ACTION ITEM: List every name the Sitting Eagle biography gives for Sitting Eagle himself, including the Stoney language forms.

*** Opening of TEXT PASSAGE ***

Chief of the Stoney Nakoda First Nation

Sitting Eagle (1874 – March 21, 1970), also known as John Hunter, was a respected Stoney Nakoda First Nation leader who spent most of his life in Mînî Thnî (formerly Morley), Alberta.

A rancher by trade, Sitting Eagle was also an accomplished teacher, hunter, artist, and craftsman. He served as an ambassador and representative for the Chiniki First Nation, appearing frequently in press coverage of the band's events and diplomatic activities. He was also a popular subject of many photographers and artists of his time, qualifying among the most photographed Stoney Nakoda individuals as a result.

In the 21st century, Sitting Eagle is best remembered for his involvement with the Calgary Stampede. Over his lifetime, he came to be regarded as a symbol of the event. A statue of Sitting Eagle stands in Downtown Calgary as a tribute to his contributions to the city.

== Early life and family ==
Sitting Eagle was born in 1874 to a Chiniki First Nation family. His parents were known by the anglicized names of George and Nancy Hunter. A 1923 article in the Calgary Herald by Chief Buffalo Child Long Lance identified George Hunter's Stoney Nakoda name as Black Dog.

=== Names ===
During Sitting Eagle's childhood, it was common for Indian agents to forcibly assign European names to Indigenous reserve residents when recording them for administrative purposes. Sitting Eagle received the anglicized name, John Hunter. He was "well known" as both Hunter and Sitting Eagle among Calgary's residents, and both names appear on his commemorative statue in Calgary.

Sitting Eagle's Stoney language name (Ûbi-thka Îyodâge) derives from the importance of golden eagles in Nakoda spiritual customs. Sitting Eagle's grandson, artist Roland Rollinmud, recalled his grandfather going by Ûbi-thka Îyodâge. Between 2014 and 2022, the Whyte Museum ran an initiative to consult elders for the purposes of identifying unnamed Indigenous people in historic photographs. Stoney Nakoda elders identified Sitting Eagle as having also gone by the name Laughing Water (Îhre Wapta), derived from the sound made by a running creek.

*** Close of TEXT PASSAGE ***
*** Opening of DATA ***

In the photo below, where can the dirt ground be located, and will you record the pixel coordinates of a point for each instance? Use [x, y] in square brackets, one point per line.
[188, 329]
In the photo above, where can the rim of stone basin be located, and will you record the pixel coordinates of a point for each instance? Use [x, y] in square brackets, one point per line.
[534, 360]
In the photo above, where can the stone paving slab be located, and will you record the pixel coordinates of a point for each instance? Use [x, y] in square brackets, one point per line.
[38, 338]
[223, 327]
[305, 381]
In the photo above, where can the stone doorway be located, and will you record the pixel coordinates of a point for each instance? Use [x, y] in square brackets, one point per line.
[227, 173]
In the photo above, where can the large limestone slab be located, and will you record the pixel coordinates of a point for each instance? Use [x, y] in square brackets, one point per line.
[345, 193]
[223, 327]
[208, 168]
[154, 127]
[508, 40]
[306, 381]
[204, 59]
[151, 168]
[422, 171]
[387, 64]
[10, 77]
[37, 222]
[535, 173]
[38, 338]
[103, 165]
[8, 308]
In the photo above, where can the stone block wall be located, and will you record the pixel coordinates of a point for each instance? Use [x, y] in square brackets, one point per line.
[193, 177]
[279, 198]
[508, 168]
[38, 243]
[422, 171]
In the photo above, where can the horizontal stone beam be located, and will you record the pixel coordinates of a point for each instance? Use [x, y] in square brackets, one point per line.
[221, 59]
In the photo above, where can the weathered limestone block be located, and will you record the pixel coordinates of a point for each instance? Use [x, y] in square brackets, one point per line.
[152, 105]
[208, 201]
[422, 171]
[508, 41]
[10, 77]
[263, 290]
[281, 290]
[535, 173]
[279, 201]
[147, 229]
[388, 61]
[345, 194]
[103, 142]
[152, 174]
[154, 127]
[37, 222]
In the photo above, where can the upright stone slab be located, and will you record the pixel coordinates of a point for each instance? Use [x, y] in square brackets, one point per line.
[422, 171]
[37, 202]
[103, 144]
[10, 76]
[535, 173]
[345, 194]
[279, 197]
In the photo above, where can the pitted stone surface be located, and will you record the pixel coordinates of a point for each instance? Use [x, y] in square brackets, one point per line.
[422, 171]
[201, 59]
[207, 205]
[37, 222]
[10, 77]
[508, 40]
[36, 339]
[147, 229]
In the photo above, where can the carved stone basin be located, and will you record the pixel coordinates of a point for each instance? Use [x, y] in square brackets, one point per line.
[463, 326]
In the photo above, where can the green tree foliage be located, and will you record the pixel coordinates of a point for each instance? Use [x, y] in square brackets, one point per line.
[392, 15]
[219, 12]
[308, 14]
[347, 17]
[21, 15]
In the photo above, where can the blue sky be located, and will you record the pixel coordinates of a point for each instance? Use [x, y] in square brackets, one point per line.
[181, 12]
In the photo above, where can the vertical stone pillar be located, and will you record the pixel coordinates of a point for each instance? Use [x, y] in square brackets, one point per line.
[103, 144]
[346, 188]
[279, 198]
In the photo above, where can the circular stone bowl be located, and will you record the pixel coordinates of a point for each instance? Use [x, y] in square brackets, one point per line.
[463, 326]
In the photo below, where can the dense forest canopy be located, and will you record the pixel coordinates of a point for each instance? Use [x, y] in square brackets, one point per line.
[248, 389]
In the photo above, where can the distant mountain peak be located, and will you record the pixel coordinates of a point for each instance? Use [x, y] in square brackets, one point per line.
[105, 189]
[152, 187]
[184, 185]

*** Close of DATA ***

SOLVED EXERCISE:
- Sitting Eagle
- John Hunter
- Ûbi-thka Îyodâge
- Laughing Water (Îhre Wapta)